--- DOCUMENT PASSAGE ---
····················

When we remoted into the customer machine 5 minutes later, PID 13092 was still LISTENING on 18789. So the probe-side fix wasn't enough — the listener was actually still alive.

Three root causes addressed

1. Force-kill was fire-and-forget

`terminateOwnedGatewayProcess` kicked off `taskkill /F /PID` then resolved its outer promise immediately on the 5 s timeout, even though the kill itself could still be queued by Windows (security software, ProcessProtection). The next gateway start would race the kill and find the port held by a still-running PID.

Fix: `terminateWindowsProcessTree` now awaits taskkill's callback (was fire-and-forget) and bumps its inner timeout from 5 s to 10 s.

2. Graceful shutdown window of 5 s was too short

OpenClaw with the dingtalk + feishu + wecom + openclaw-weixin extensions routinely takes 6–10 s to close all websocket connections and the http server cleanly. Almost every restart hit the 5 s timeout and triggered the force-kill path, which then ran into (1).

Fix: Graceful shutdown timeout: 5 s to 15 s.

3. No post-kill settle

Even a successful taskkill takes a beat before the kernel actually reclaims the socket, so the immediate next probe in `waitForPortFree` saw it as occupied.

Fix: After both graceful exit and forced kill, sleep `postKillSettleMs` (2 s on Windows, 500 ms elsewhere) before resolving so the parent doesn't race the kernel's socket cleanup.

····················

--- ENTRIES PROVIDED ---
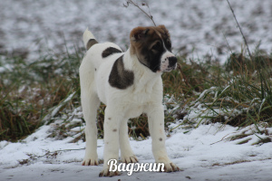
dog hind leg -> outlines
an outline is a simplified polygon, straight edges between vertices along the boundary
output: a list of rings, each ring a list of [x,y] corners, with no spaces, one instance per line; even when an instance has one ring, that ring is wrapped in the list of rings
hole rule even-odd
[[[119,135],[121,161],[127,164],[138,162],[130,145],[127,119],[121,123]]]
[[[96,114],[100,100],[96,93],[94,69],[87,59],[80,67],[81,100],[83,117],[86,121],[86,150],[83,166],[98,165]]]

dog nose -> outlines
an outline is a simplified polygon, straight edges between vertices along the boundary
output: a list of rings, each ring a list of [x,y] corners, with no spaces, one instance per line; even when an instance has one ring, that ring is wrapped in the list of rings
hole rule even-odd
[[[168,67],[174,67],[177,63],[177,58],[174,56],[168,58],[168,61],[169,61]]]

····················

--- QUESTIONS ON THE MATERIAL ---
[A] Answer each question from the gateway restart notes, one line per answer, marked (i), (ii), (iii) to match.
(i) Which PID was still listening on 18789 when the customer machine was checked?
(ii) How long does OpenClaw with the listed extensions routinely take to close its connections and server cleanly?
(iii) What value does `postKillSettleMs` have on Windows?
[B] For each statement, say yes or no according to the gateway restart notes, and quote the exact words that decide it.
(i) The graceful shutdown timeout was raised from 5 s to 15 s.
(ii) The inner timeout of `terminateWindowsProcessTree` was lowered to 5 s.
(iii) `postKillSettleMs` is 2 s on every platform.
[C] Reproduce the gateway restart notes starting with "OpenClaw with the" and going on through "kernel's socket cleanup.", changing "websocket connections" to "network connections".

--- SOLUTIONS ---
[A]
(i) PID 13092
(ii) 6–10 s
(iii) 2 s

[B]
(i) Yes: "Graceful shutdown timeout: 5 s to 15 s."
(ii) No: "bumps its inner timeout from 5 s to 10 s"
(iii) No: "2 s on Windows, 500 ms elsewhere"

[C]
OpenClaw with the dingtalk + feishu + wecom + openclaw-weixin extensions routinely takes 6–10 s to close all network connections and the http server cleanly. Almost every restart hit the 5 s timeout and triggered the force-kill path, which then ran into (1).

Fix: Graceful shutdown timeout: 5 s to 15 s.

3. No post-kill settle

Even a successful taskkill takes a beat before the kernel actually reclaims the socket, so the immediate next probe in `waitForPortFree` saw it as occupied.

Fix: After both graceful exit and forced kill, sleep `postKillSettleMs` (2 s on Windows, 500 ms elsewhere) before resolving so the parent doesn't race the kernel's socket cleanup.